**Directions:** According to the abstract on wheat disease prediction, which meteorological variables did principal component analysis identify as critical factors?

Predicting crop disease severity using real time weather variability through machine learning algorithms
Amit Bijlwan, Rajeev Ranjan, Manendra Singh, Rahul Purohit, Arun Jyoti Nath, Sumit Chakravarty
Abstract
Integrating disease severity with real-time meteorological variables and advanced machine learning techniques has provided valuable predictive insights for assessing disease severity in wheat. This study emphasizes the potential of machine learning models, particularly artificial neural networks (ANN), in predicting wheat disease severity with high accuracy. The field experiment was conducted over two consecutive rabi growing seasons (2023 And 2024) using a randomized block design with four sowing dates to investigate critical weather-disease relationships for two key wheat pathogens: Puccinia striiformis f. sp. tritici (yellow rust) and Blumeria graminis f. sp. tritici (powdery mildew). Weekly assessments of disease severity were combined with meteorological data and analyzed using ANN and regularized regression models. The ANN model demonstrated superior predictive accuracy for yellow rust and powdery mildew, achieving R-squared values (R 2 of 0.96 And 0.98 for calibration And 0.93 And 0.95 for validation, respectively. Random Forest (RF) models also exhibited robust performance with R 2 values of 0.97 And 0.98 for calibration And 0.93 And 0.90 for validation for yellow rust and powdery mildew, respectively. In contrast, Elastic Net, Lasso, and Ridge regression models showed comparatively moderate predictive capabilities. Principal component analysis (PCA) explained the key meteorological variables influencing disease incidence, with evapotranspiration, temperature, wind speed and humidity emerging as critical factors. Disease prediction is an important aspect of developing a decision support system, and it makes farmers make informed decisions to optimize production.

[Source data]

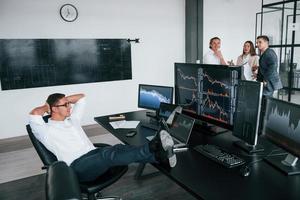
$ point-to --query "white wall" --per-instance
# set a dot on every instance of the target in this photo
(159, 25)
(231, 20)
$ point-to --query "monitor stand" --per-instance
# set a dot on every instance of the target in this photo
(151, 114)
(248, 147)
(289, 165)
(212, 129)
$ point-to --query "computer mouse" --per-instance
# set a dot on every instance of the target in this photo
(245, 171)
(131, 133)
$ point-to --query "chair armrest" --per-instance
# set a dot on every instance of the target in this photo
(61, 182)
(100, 145)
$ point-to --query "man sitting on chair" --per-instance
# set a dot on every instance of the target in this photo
(65, 138)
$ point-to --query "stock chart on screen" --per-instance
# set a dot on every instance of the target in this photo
(187, 87)
(207, 90)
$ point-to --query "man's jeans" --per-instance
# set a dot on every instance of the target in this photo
(96, 162)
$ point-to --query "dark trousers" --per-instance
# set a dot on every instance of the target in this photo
(96, 162)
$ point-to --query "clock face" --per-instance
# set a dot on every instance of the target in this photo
(68, 12)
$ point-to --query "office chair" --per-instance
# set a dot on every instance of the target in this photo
(61, 182)
(92, 188)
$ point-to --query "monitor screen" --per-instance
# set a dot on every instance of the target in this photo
(181, 127)
(282, 124)
(207, 92)
(150, 96)
(247, 114)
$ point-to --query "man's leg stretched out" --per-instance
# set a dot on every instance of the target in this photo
(91, 165)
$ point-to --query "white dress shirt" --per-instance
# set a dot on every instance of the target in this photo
(65, 139)
(211, 58)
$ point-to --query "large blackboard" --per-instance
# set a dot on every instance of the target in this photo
(28, 63)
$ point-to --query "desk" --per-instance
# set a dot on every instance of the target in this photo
(206, 179)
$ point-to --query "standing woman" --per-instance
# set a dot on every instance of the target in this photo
(249, 60)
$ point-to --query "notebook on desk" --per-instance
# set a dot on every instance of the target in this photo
(180, 129)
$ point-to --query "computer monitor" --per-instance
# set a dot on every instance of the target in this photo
(207, 92)
(150, 96)
(247, 115)
(282, 127)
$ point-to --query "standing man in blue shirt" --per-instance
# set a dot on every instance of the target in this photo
(268, 65)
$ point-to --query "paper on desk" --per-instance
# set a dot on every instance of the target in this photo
(124, 124)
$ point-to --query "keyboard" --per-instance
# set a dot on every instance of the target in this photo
(150, 126)
(220, 156)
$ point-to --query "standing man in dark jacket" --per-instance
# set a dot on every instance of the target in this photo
(268, 65)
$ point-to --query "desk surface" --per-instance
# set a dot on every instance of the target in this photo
(206, 179)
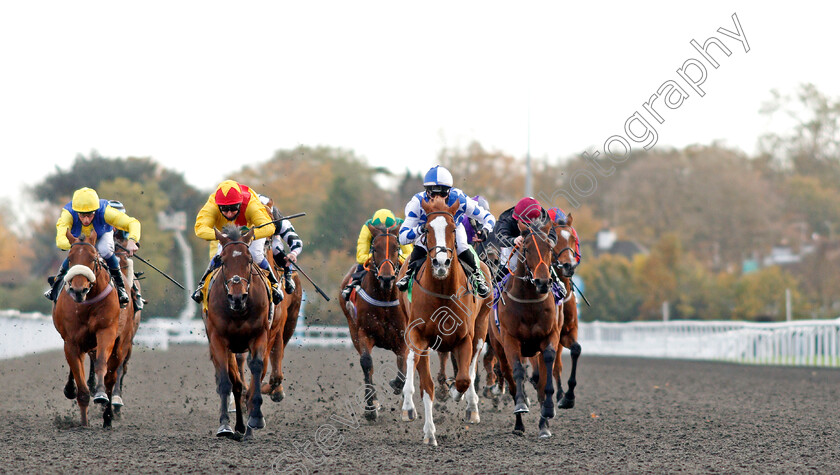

**Response to the task:** Evapotranspiration, temperature, wind speed and humidity.